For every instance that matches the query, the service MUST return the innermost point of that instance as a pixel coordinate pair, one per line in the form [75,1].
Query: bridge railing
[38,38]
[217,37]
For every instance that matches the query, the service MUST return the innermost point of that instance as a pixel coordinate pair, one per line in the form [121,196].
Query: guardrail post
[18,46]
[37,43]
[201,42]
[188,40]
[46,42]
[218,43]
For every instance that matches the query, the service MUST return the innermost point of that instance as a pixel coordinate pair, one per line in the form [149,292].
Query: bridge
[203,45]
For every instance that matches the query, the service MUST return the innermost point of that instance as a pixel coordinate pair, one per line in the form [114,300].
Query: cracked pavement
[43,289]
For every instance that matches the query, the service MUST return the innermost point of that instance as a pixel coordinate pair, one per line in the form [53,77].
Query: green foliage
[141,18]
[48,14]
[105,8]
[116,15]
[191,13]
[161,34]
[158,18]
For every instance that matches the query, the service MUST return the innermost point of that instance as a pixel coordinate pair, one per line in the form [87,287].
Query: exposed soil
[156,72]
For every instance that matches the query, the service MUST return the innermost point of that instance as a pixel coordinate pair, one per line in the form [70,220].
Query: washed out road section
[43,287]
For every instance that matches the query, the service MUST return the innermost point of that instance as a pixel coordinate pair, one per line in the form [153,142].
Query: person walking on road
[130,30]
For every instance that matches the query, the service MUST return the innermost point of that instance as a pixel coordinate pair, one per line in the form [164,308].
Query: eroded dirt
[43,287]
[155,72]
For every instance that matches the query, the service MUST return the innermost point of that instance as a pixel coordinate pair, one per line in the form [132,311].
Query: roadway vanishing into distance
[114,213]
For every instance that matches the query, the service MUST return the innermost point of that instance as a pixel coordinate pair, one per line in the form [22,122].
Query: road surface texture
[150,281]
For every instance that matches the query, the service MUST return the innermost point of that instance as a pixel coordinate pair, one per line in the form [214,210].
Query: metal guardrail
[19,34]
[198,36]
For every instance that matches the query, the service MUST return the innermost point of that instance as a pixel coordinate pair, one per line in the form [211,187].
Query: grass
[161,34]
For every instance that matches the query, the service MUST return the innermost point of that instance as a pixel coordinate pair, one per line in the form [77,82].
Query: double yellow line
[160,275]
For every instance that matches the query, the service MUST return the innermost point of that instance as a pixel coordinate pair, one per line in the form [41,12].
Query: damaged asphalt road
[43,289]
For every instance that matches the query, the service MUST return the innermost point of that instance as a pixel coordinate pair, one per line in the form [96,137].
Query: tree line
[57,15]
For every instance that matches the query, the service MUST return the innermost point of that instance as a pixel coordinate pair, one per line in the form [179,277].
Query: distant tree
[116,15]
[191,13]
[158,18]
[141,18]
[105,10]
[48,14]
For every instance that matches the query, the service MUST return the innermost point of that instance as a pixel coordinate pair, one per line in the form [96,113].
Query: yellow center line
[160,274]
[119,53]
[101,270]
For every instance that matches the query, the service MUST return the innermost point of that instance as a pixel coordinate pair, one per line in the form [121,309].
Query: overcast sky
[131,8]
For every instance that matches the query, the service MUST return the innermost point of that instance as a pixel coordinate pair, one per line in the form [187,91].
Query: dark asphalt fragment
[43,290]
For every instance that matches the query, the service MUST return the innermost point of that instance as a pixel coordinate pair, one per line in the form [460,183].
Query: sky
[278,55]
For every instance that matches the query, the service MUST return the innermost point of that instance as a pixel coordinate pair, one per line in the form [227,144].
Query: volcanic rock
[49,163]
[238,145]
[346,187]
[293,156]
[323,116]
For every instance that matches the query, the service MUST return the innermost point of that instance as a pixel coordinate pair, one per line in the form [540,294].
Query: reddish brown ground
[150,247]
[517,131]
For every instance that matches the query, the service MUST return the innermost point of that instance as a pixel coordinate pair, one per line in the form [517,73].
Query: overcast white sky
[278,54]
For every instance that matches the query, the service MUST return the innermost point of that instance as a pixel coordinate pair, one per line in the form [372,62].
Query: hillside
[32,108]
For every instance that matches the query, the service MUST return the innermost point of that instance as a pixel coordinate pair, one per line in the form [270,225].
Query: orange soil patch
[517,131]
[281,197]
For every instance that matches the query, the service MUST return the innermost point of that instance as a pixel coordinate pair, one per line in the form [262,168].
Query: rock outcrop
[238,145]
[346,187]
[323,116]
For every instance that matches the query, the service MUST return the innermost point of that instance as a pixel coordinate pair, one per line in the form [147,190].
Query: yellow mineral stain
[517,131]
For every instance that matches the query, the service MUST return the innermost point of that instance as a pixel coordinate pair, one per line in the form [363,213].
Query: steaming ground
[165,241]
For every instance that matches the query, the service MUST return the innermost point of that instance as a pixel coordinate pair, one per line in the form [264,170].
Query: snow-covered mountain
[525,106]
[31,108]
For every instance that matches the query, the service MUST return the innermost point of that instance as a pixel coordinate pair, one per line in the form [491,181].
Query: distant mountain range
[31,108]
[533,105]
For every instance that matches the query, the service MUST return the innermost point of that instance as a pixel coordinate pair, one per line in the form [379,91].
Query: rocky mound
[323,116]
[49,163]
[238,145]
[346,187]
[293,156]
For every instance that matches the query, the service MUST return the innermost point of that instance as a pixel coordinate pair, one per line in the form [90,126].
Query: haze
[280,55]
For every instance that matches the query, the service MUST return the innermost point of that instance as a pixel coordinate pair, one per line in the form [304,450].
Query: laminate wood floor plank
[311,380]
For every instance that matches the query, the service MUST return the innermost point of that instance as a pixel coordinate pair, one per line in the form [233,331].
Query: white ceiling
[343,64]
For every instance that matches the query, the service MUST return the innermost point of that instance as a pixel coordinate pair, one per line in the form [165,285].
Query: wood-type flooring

**Your objective**: Lay out the listing above as a Markdown table with two columns, Row and Line. Number each row and include every line of the listing except blank ones.

**The response**:
| Row | Line |
|---|---|
| 1 | For every instance that matches the query, the service MUST return the innermost point of that instance as a pixel coordinate pair, one per line in the form [75,1]. |
| 2 | Query: bridge railing |
| 3 | [38,38] |
| 4 | [217,37] |
| 5 | For every instance that matches the query, the service MUST return the innermost point of that instance as a pixel coordinate pair, one per line in the form [121,196]. |
| 6 | Query: guardrail post |
| 7 | [18,46] |
| 8 | [37,43] |
| 9 | [201,42] |
| 10 | [188,40] |
| 11 | [46,42] |
| 12 | [218,43] |
| 13 | For every instance that matches the query, the service MUST return the innermost point of that instance as a pixel coordinate pair, one per line in the form [149,292]. |
| 14 | Query: bridge |
| 15 | [203,45] |
| 16 | For every instance that matches the query, the service MUST return the innermost point of that instance as a pixel coordinate pair, one per line in the form [114,300]. |
| 17 | Query: cracked pavement |
| 18 | [43,289] |
| 19 | For every instance that matches the query, the service MUST return the innermost point of that instance as a pixel coordinate pair, one per line in the form [53,77]. |
| 20 | Query: green foliage |
| 21 | [141,18] |
| 22 | [48,14] |
| 23 | [105,8] |
| 24 | [116,15] |
| 25 | [191,13] |
| 26 | [161,34] |
| 27 | [158,18] |
| 28 | For every instance that matches the query, the service MUST return the innermost point of that instance as a pixel coordinate pair, one per line in the form [87,287]. |
| 29 | Query: exposed soil |
| 30 | [156,72] |
| 31 | For every instance that matches the query, the service MUST return the innermost point of that instance as a pixel coordinate pair, one per line in the form [70,220]. |
| 32 | Query: washed out road section |
| 33 | [43,287] |
| 34 | For every instance that matches the query, the service MUST return the innermost point of that instance as a pixel coordinate pair, one per line in the form [153,142]. |
| 35 | Query: person walking on road |
| 36 | [130,30] |
| 37 | For every instance that matches the query, the service MUST return the innermost point of that instance as a pixel coordinate pair, one per line in the form [164,308]. |
| 38 | Query: eroded dirt |
| 39 | [43,287] |
| 40 | [155,72] |
| 41 | For every instance that matches the query, the service MUST return the innermost point of that instance as a pixel coordinate pair, one per line in the form [132,311]. |
| 42 | Query: roadway vanishing into distance |
| 43 | [114,213] |
| 44 | For every instance that matches the query, the service MUST return the innermost point of that instance as a pixel coordinate pair, one per line in the form [22,122]. |
| 45 | Query: road surface texture |
| 46 | [150,281] |
| 47 | For every instance that matches the query, the service MUST return the innermost point of that instance as a pixel coordinate pair, one per line in the form [214,210]. |
| 48 | Query: metal guardrail |
| 49 | [19,34] |
| 50 | [198,36] |
| 51 | For every instance that matches the query, the service MUST return the innermost point of that instance as a pixel coordinate pair, one per line in the form [211,187]. |
| 52 | Query: grass |
| 53 | [161,34] |
| 54 | For every instance that matches the query, the service MUST return the innermost point of that instance as a pixel coordinate pair, one per line in the form [77,82]. |
| 55 | Query: double yellow line |
| 56 | [160,275] |
| 57 | For every instance that matches the query, the service MUST return the innermost point of that instance as a pixel coordinate pair, one per line in the form [41,12]. |
| 58 | Query: damaged asphalt road |
| 59 | [43,289] |
| 60 | For every instance that matches the query, the service MUST return the innermost point of that instance as a pixel coordinate pair, one per line in the form [96,137]. |
| 61 | Query: tree line |
| 62 | [57,15] |
| 63 | For every instance that matches the query, the service MUST return the innermost point of that instance as a pixel coordinate pair, one per line in the form [179,277]. |
| 64 | Query: distant tree |
| 65 | [116,15] |
| 66 | [191,13] |
| 67 | [158,18] |
| 68 | [141,18] |
| 69 | [105,10] |
| 70 | [48,14] |
| 71 | For every instance that matches the query, the service MUST return the innermost point of that instance as a pixel coordinate pair, one per line in the form [96,113]. |
| 72 | Query: yellow center line |
| 73 | [160,274] |
| 74 | [119,53] |
| 75 | [101,270] |
| 76 | For every instance that matches the query, the service MUST return the innermost point of that instance as a pixel coordinate pair, one per line in the form [121,309]. |
| 77 | Query: overcast sky |
| 78 | [131,8] |
| 79 | For every instance that matches the query, the service MUST return the innermost point of that instance as a pixel coordinate pair, one per line in the form [187,91]. |
| 80 | Query: dark asphalt fragment |
| 81 | [43,290] |
| 82 | For every instance that matches the query, the service MUST return the innermost point of that instance as a pixel coordinate pair, one per line in the form [460,183]. |
| 83 | Query: sky |
| 84 | [278,55] |
| 85 | For every instance that matches the query, the service MUST return the innermost point of that instance as a pixel coordinate pair, one per line in the form [227,144]. |
| 86 | Query: volcanic rock |
| 87 | [49,163] |
| 88 | [238,145] |
| 89 | [346,187] |
| 90 | [293,156] |
| 91 | [323,116] |
| 92 | For every instance that matches the query, the service MUST return the innermost point of that instance as a pixel coordinate pair, one per line in the form [540,294]. |
| 93 | Query: reddish brown ground |
| 94 | [150,247] |
| 95 | [517,131] |
| 96 | For every instance that matches the query, the service MUST return the innermost point of that instance as a pixel coordinate pair, one per line in the form [517,73]. |
| 97 | Query: overcast white sky |
| 98 | [278,54] |
| 99 | For every instance that matches the query, the service MUST return the innermost point of that instance as a pixel coordinate pair, one per line in the form [372,62]. |
| 100 | Query: hillside |
| 101 | [32,108] |
| 102 | For every instance that matches the query, the service MUST return the innermost point of that instance as a pixel coordinate pair, one per line in the form [270,225]. |
| 103 | Query: orange soil patch |
| 104 | [517,131] |
| 105 | [281,197] |
| 106 | For every instance that matches the query, the service MUST return the innermost point of that instance as a pixel coordinate pair, one per line in the form [262,168]. |
| 107 | Query: rock outcrop |
| 108 | [238,145] |
| 109 | [346,187] |
| 110 | [323,116] |
| 111 | For every instance that matches the query, the service MUST return the innermost point of that instance as a pixel coordinate pair, one per line in the form [147,190]. |
| 112 | Query: yellow mineral stain |
| 113 | [517,131] |
| 114 | For every instance that matches the query, the service MUST return the innermost point of that instance as a pixel coordinate pair, one per line in the form [363,213]. |
| 115 | Query: steaming ground |
| 116 | [165,241] |
| 117 | For every instance that matches the query, the service MUST return the innermost point of that instance as a pixel coordinate pair, one per line in the form [264,170]. |
| 118 | Query: snow-covered mountain |
| 119 | [525,106] |
| 120 | [31,108] |
| 121 | For every instance that matches the query, the service MUST return the innermost point of that instance as a pixel coordinate pair, one per line in the form [491,181]. |
| 122 | Query: distant mountain range |
| 123 | [31,108] |
| 124 | [533,105] |
| 125 | For every instance that matches the query, the service MUST return the innermost point of that instance as a pixel coordinate pair, one per line in the form [379,91]. |
| 126 | Query: rocky mound |
| 127 | [323,116] |
| 128 | [49,163] |
| 129 | [238,145] |
| 130 | [346,187] |
| 131 | [293,156] |
| 132 | For every instance that matches the query, the service MUST return the innermost point of that instance as a pixel coordinate pair, one per line in the form [90,126]. |
| 133 | Query: haze |
| 134 | [280,55] |
| 135 | For every instance that matches the query, the service MUST return the innermost point of that instance as a pixel coordinate pair, one per line in the form [304,450]. |
| 136 | Query: laminate wood floor plank |
| 137 | [311,380] |
| 138 | For every instance that matches the query, the service MUST return the innermost point of that instance as a pixel coordinate pair, one per line in the form [233,331]. |
| 139 | Query: white ceiling |
| 140 | [343,64] |
| 141 | For every instance that matches the query, the service MUST return the innermost point of that instance as a pixel coordinate pair, one per line in the form [165,285]. |
| 142 | Query: wood-type flooring |